### To do
Using the data below, return the stretch from the line that contains "Query: silver cabinet handle" through the line that contains "the red fire", both included, exactly as it stands and nothing beyond it.

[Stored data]
================================

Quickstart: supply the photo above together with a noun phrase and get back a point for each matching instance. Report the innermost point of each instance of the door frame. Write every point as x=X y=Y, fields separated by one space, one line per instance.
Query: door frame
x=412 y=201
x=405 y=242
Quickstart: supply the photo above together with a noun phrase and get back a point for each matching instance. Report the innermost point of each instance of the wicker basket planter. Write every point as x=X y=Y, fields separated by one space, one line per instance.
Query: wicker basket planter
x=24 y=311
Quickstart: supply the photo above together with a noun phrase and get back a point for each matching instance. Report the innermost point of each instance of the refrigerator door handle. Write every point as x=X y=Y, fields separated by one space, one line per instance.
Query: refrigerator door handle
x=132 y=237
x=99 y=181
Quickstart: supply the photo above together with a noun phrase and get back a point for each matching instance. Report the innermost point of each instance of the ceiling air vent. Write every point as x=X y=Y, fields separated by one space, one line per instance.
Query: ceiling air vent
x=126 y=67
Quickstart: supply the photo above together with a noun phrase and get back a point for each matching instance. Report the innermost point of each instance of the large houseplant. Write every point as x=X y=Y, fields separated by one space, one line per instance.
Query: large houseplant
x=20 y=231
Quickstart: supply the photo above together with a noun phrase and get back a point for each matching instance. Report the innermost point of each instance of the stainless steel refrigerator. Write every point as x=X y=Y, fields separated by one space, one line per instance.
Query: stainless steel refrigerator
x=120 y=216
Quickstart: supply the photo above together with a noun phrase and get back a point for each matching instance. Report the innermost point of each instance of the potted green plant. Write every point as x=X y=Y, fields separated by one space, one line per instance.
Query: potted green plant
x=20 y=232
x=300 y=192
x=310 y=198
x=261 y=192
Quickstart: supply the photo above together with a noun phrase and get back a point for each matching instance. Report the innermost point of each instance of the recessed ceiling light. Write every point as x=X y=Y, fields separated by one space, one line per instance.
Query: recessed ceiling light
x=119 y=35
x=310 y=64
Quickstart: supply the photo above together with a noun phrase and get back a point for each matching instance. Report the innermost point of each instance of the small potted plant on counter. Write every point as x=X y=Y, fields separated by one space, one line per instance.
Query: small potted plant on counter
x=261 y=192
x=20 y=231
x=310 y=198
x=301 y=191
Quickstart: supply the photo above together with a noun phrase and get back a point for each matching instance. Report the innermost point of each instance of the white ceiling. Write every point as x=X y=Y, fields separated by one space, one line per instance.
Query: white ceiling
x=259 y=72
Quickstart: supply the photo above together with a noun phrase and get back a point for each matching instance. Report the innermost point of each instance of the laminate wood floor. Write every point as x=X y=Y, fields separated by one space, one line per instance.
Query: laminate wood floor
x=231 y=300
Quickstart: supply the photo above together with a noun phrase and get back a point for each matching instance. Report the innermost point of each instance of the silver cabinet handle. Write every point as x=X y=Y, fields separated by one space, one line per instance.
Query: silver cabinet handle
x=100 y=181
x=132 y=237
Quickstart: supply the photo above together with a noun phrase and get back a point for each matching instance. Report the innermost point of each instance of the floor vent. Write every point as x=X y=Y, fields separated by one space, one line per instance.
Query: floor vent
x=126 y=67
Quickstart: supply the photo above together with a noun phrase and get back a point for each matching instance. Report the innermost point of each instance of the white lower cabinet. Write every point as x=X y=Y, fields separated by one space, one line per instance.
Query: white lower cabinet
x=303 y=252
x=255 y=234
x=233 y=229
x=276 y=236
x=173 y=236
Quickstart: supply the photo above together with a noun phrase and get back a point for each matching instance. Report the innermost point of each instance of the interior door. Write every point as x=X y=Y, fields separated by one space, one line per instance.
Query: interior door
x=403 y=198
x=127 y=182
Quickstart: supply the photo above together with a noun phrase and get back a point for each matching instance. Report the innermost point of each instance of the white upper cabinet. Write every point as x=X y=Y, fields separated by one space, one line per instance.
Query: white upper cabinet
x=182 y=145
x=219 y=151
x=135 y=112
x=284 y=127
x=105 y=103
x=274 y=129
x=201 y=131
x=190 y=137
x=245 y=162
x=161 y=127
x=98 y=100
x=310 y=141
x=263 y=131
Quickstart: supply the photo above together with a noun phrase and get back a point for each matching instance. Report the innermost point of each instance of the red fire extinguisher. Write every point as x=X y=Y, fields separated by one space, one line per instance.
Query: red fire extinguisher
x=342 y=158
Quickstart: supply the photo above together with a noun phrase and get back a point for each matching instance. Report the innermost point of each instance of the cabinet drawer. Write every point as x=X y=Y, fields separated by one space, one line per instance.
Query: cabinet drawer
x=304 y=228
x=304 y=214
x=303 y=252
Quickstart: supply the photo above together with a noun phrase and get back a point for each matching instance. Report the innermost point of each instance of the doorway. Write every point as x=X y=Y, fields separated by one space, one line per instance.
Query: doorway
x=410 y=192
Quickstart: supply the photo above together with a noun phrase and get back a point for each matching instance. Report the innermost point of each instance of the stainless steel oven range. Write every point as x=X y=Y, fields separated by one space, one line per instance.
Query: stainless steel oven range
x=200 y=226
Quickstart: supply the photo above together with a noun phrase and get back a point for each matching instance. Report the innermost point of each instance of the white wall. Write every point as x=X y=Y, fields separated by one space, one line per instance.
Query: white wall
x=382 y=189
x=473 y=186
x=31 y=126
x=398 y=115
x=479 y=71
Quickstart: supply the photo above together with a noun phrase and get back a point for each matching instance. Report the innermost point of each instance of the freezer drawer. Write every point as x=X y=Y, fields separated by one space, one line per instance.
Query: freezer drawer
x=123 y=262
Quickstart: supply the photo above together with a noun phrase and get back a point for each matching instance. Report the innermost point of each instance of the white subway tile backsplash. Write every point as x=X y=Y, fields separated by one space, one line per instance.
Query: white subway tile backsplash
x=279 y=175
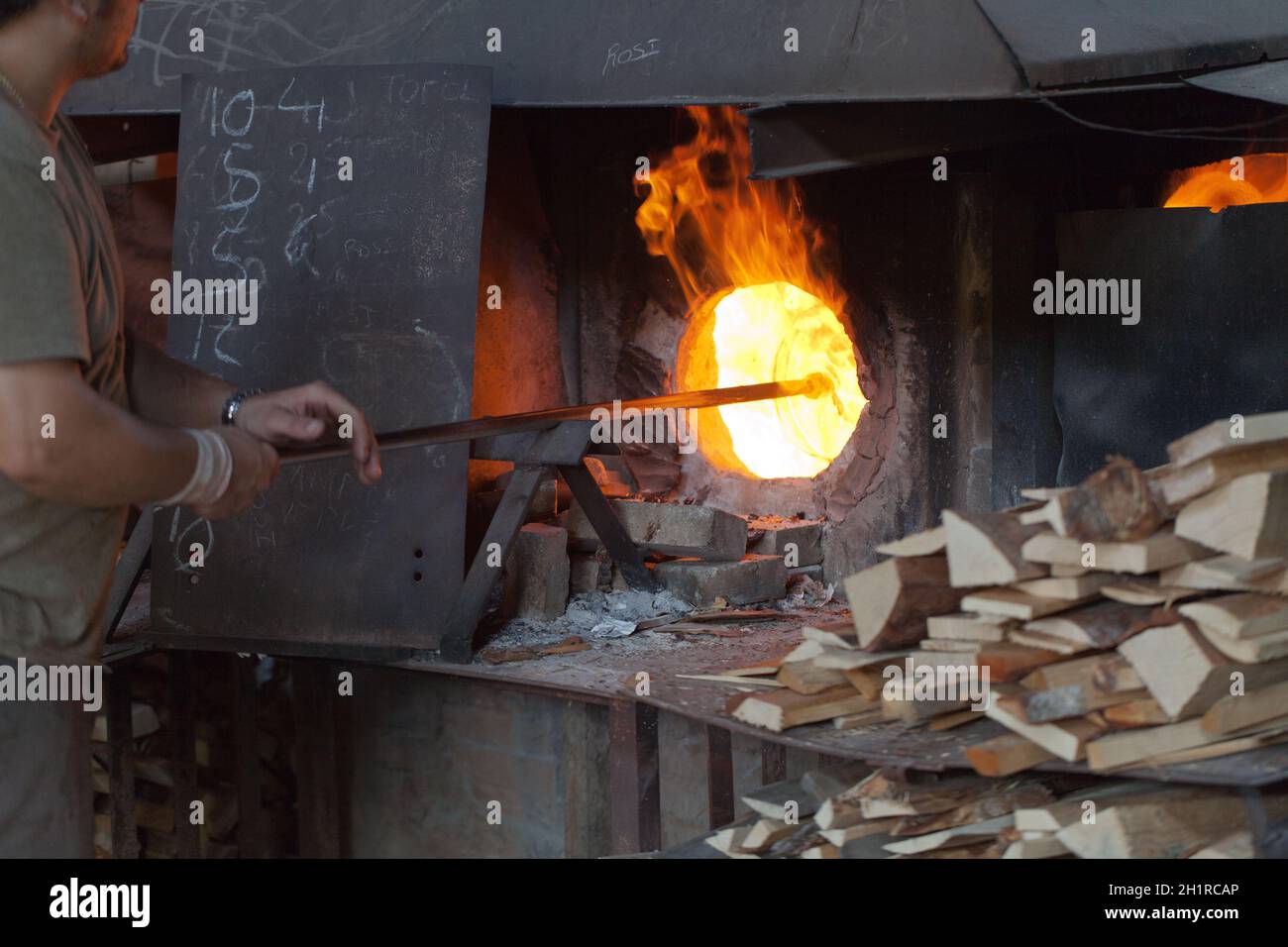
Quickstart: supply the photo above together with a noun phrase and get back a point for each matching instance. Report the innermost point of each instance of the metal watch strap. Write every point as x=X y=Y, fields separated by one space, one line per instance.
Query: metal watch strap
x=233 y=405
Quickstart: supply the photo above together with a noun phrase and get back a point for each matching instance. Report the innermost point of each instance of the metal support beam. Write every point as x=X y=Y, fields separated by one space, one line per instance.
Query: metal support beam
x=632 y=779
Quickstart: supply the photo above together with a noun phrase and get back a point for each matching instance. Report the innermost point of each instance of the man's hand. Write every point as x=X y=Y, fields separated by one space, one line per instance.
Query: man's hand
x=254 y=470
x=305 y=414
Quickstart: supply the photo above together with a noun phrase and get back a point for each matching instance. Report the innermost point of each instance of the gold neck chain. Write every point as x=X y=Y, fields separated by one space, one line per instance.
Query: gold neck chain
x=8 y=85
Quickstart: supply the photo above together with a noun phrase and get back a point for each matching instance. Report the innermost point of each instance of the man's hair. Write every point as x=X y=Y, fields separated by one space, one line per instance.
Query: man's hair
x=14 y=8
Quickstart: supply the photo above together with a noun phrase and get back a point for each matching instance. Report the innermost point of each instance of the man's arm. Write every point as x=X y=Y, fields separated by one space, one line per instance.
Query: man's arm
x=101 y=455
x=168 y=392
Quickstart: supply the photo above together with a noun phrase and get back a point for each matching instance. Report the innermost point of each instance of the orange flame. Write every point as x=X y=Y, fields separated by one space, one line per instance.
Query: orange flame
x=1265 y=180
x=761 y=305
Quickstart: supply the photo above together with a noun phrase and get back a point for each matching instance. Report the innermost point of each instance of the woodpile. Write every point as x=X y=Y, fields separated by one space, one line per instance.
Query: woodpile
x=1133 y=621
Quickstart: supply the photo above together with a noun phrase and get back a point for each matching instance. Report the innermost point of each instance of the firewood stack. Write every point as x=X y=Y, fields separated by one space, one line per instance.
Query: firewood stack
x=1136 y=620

================================

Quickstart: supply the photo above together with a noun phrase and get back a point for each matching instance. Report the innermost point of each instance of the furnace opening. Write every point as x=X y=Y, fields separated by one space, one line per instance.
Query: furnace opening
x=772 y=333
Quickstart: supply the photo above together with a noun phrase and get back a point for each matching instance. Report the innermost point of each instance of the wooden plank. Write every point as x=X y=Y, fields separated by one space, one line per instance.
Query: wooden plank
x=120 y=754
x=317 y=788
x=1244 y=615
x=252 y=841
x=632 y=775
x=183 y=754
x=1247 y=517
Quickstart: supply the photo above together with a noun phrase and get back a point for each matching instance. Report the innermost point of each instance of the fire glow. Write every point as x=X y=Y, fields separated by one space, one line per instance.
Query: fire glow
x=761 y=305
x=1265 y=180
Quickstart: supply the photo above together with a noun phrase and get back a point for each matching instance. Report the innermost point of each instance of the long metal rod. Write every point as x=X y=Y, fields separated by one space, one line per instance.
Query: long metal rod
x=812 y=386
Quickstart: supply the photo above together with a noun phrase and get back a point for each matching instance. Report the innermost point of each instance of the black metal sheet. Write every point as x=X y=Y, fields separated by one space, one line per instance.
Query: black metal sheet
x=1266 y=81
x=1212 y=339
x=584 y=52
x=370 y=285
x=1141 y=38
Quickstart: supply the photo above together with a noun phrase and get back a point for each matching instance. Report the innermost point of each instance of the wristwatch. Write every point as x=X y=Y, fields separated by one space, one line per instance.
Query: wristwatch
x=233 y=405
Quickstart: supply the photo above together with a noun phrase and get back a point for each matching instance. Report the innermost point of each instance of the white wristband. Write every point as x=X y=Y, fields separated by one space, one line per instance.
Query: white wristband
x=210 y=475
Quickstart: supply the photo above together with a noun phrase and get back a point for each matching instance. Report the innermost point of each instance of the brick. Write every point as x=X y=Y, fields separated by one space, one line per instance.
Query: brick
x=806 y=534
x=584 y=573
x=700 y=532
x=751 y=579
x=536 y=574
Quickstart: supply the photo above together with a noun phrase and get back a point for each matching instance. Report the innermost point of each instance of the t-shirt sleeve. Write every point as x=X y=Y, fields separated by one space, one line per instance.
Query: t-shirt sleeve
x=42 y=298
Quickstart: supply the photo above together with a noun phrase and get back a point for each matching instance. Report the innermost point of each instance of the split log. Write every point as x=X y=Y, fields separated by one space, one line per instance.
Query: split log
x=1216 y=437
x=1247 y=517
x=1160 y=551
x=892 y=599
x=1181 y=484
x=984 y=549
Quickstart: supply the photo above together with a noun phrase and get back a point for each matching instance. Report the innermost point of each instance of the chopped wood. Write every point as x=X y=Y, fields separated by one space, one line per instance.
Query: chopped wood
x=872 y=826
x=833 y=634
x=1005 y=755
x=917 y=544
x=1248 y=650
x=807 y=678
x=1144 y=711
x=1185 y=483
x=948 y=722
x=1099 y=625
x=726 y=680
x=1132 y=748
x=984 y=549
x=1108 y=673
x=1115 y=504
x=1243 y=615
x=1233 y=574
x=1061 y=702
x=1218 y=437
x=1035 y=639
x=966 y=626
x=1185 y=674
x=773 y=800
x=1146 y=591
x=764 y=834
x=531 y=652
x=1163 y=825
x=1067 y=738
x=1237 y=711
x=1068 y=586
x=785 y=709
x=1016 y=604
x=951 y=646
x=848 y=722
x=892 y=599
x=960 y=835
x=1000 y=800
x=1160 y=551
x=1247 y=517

================================

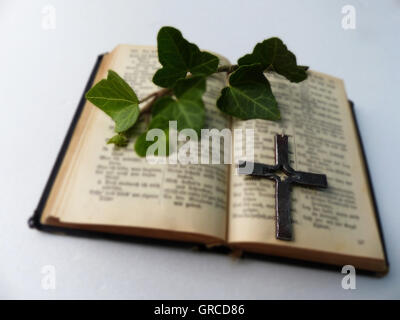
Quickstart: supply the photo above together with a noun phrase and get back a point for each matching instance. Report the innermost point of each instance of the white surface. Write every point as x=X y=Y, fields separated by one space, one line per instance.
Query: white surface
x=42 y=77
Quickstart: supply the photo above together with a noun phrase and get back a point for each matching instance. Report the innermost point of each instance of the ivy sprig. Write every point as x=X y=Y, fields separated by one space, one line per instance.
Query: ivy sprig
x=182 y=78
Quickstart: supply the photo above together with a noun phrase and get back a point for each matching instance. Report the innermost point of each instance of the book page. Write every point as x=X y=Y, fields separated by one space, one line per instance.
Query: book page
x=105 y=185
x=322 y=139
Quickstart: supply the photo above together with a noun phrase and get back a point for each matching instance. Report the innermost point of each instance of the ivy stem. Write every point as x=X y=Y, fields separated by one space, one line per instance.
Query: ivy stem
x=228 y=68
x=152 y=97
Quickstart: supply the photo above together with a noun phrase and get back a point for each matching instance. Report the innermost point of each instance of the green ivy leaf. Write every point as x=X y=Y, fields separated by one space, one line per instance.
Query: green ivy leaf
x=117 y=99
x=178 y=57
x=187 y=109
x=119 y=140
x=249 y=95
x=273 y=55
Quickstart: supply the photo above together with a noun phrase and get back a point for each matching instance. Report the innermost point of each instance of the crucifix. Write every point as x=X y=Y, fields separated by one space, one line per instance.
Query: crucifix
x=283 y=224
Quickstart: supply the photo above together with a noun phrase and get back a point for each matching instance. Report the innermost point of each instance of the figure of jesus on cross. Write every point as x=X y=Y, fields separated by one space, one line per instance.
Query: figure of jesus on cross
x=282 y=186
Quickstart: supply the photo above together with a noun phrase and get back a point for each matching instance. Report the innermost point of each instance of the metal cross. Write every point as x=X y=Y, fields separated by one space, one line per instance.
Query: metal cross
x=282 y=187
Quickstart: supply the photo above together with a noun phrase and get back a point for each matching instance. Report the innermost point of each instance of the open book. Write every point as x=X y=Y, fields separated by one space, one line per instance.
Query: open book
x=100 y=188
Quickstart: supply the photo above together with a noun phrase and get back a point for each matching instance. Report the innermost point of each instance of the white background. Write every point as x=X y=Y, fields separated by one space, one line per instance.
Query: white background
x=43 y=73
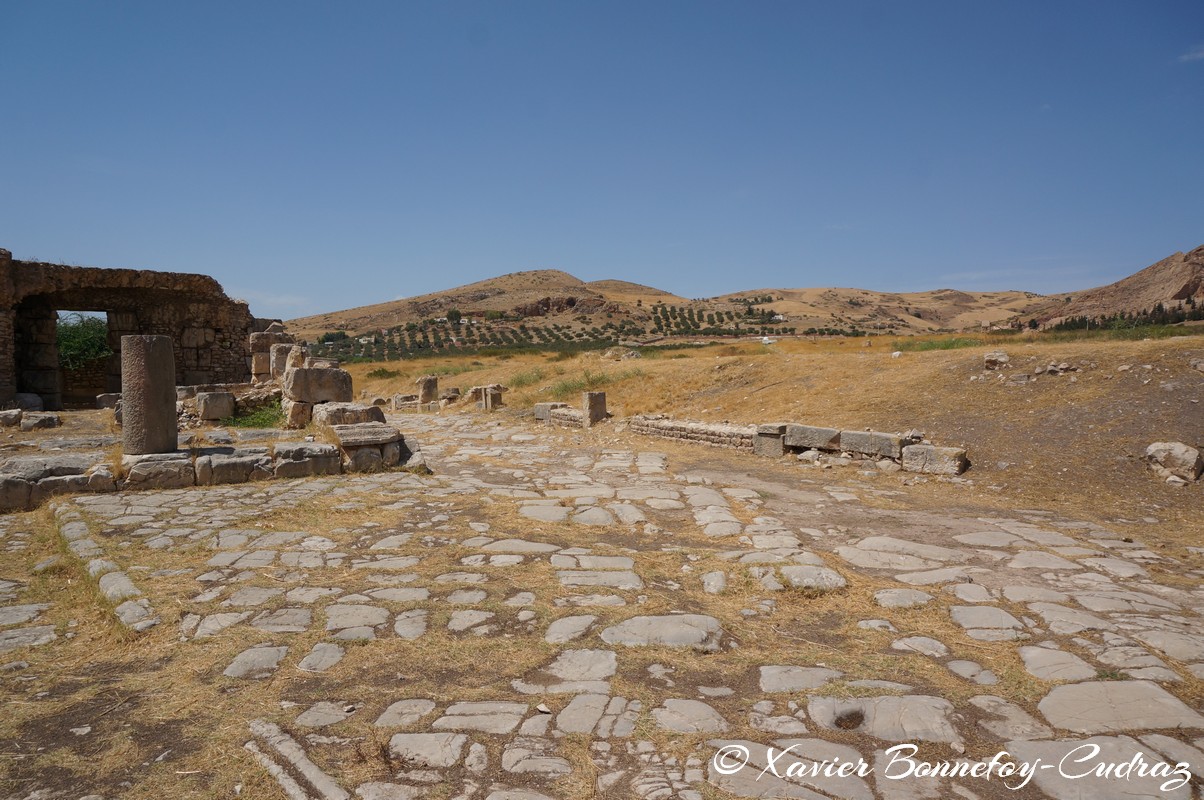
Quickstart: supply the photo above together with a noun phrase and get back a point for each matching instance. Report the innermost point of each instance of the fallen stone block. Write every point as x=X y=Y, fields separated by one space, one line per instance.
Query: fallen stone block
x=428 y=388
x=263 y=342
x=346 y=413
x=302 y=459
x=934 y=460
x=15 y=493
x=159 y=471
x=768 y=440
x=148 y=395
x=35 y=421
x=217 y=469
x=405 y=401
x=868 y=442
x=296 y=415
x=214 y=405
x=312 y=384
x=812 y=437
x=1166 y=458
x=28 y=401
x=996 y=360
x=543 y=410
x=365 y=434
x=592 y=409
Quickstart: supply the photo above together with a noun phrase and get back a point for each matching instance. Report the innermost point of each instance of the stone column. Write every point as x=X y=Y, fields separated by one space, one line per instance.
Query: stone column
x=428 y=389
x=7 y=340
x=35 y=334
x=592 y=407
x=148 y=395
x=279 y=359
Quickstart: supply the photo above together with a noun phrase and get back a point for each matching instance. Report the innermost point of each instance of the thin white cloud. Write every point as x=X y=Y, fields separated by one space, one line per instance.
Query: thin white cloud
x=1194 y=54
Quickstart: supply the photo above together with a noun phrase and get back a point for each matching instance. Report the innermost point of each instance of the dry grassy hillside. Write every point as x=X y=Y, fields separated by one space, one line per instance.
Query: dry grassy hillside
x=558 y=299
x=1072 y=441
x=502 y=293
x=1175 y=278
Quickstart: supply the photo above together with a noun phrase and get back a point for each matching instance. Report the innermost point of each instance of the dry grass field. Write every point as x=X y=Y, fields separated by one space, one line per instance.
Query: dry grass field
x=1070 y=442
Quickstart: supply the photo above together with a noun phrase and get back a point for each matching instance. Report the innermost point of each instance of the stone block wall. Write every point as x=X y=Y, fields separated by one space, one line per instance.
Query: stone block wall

================================

### Written reply
Query: silver cabinet handle
x=100 y=181
x=132 y=237
Quickstart: supply the photo above together with a noun phrase and get back a point for each matching instance. Report the innermost point of each instance of the floor vent. Write every point as x=X y=Y, fields separated by one space, one line per instance.
Query: floor vent
x=126 y=67
Quickstart: supply the photo above together with a noun phrase and get back a point for each matching instance. Report the innermost point of each instance of the white lower cabinet. Write every point as x=X y=Y, fields separated by one space, one line per instance.
Query: white lower cabinet
x=303 y=252
x=255 y=234
x=233 y=229
x=276 y=236
x=173 y=236
Quickstart: supply the photo above together with a noun phrase and get back a point for each matching instance. Report the innermost point of each instance of the interior door. Write every point as x=X y=Y, fields separated by one space, one line per instance.
Query: interior door
x=403 y=198
x=127 y=182
Quickstart: supply the photo above together with a noun phrase and get back a point for each matching instance. Report the innermost point of each instance of the white upper cabinet. Write every point as x=X y=Y, fields separated by one space, one line per instance.
Query: white upper cabinet
x=182 y=145
x=219 y=151
x=135 y=112
x=284 y=127
x=105 y=103
x=274 y=129
x=201 y=131
x=190 y=137
x=245 y=162
x=161 y=127
x=98 y=100
x=310 y=141
x=263 y=131
Quickstart: supply the photo above together with a noun phrase and get back a point for each matching instance. Report the innermost point of each instance of the red fire extinguisher. Write every point as x=X y=Y, fields separated by one space, one line per instance.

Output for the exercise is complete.